- **TASK DETAILS**
Format the records below as a two-column CSV with the headers "prompt" and "response", one row per record. Put each record's text and its answer each in a single quoted field, with line breaks replaced by spaces.

- **Data listing**
++++++++++++++++++++
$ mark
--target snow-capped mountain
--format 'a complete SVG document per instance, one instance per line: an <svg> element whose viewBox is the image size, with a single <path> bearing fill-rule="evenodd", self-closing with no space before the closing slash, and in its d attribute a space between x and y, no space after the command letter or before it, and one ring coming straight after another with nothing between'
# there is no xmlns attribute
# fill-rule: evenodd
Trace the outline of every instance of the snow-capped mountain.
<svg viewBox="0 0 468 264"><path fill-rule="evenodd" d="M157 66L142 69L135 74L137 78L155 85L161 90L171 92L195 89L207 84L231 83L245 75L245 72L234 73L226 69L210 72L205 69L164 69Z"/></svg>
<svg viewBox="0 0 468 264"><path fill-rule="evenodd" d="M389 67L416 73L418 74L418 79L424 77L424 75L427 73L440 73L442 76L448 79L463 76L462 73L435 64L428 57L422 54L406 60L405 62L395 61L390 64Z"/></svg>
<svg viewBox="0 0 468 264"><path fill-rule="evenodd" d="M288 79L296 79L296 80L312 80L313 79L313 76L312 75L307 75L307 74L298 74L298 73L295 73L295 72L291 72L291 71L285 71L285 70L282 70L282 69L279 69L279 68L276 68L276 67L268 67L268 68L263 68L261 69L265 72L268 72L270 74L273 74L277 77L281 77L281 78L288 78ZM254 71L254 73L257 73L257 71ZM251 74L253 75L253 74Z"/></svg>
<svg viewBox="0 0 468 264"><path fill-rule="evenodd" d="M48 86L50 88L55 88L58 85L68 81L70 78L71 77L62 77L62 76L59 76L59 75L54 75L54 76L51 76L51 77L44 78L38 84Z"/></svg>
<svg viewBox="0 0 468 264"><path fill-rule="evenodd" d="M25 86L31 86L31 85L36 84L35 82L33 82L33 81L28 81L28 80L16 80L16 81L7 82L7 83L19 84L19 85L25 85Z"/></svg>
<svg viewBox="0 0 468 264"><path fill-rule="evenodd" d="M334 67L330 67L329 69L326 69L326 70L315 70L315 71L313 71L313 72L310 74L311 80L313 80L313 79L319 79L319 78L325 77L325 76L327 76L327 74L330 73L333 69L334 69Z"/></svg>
++++++++++++++++++++
- **SOLUTION TO THIS TASK**
prompt,response
"$ mark --target snow-capped mountain --format 'a complete SVG document per instance, one instance per line: an <svg> element whose viewBox is the image size, with a single <path> bearing fill-rule=""evenodd"", self-closing with no space before the closing slash, and in its d attribute a space between x and y, no space after the command letter or before it, and one ring coming straight after another with nothing between' # there is no xmlns attribute # fill-rule: evenodd Trace the outline of every instance of the snow-capped mountain.","<svg viewBox=""0 0 468 264""><path fill-rule=""evenodd"" d=""M157 66L142 69L135 74L137 78L155 85L161 90L171 92L195 89L207 84L231 83L245 75L245 72L234 73L226 69L210 72L205 69L164 69Z""/></svg> <svg viewBox=""0 0 468 264""><path fill-rule=""evenodd"" d=""M389 67L416 73L418 74L418 79L424 77L424 75L427 73L440 73L442 76L448 79L463 76L462 73L435 64L428 57L422 54L406 60L405 62L395 61L390 64Z""/></svg> <svg viewBox=""0 0 468 264""><path fill-rule=""evenodd"" d=""M288 79L296 79L296 80L312 80L313 79L313 76L312 75L307 75L307 74L298 74L298 73L295 73L295 72L291 72L291 71L285 71L285 70L282 70L282 69L279 69L279 68L276 68L276 67L268 67L268 68L263 68L261 69L265 72L268 72L270 74L273 74L277 77L281 77L281 78L288 78ZM254 71L254 73L257 73L257 71ZM251 74L253 75L253 74Z""/></svg> <svg viewBox=""0 0 468 264""><path fill-rule=""evenodd"" d=""M48 86L50 88L55 88L58 85L68 81L70 78L71 77L62 77L62 76L59 76L59 75L54 75L54 76L51 76L51 77L44 78L38 84Z""/></svg> <svg viewBox=""0 0 468 264""><path fill-rule=""evenodd"" d=""M25 86L31 86L31 85L36 84L35 82L33 82L33 81L28 81L28 80L16 80L16 81L7 82L7 83L19 84L19 85L25 85Z""/></svg> <svg viewBox=""0 0 468 264""><path fill-rule=""evenodd"" d=""M334 67L330 67L329 69L326 69L326 70L315 70L315 71L313 71L313 72L310 74L311 80L313 80L313 79L319 79L319 78L325 77L325 76L327 76L327 74L330 73L333 69L334 69Z""/></svg>"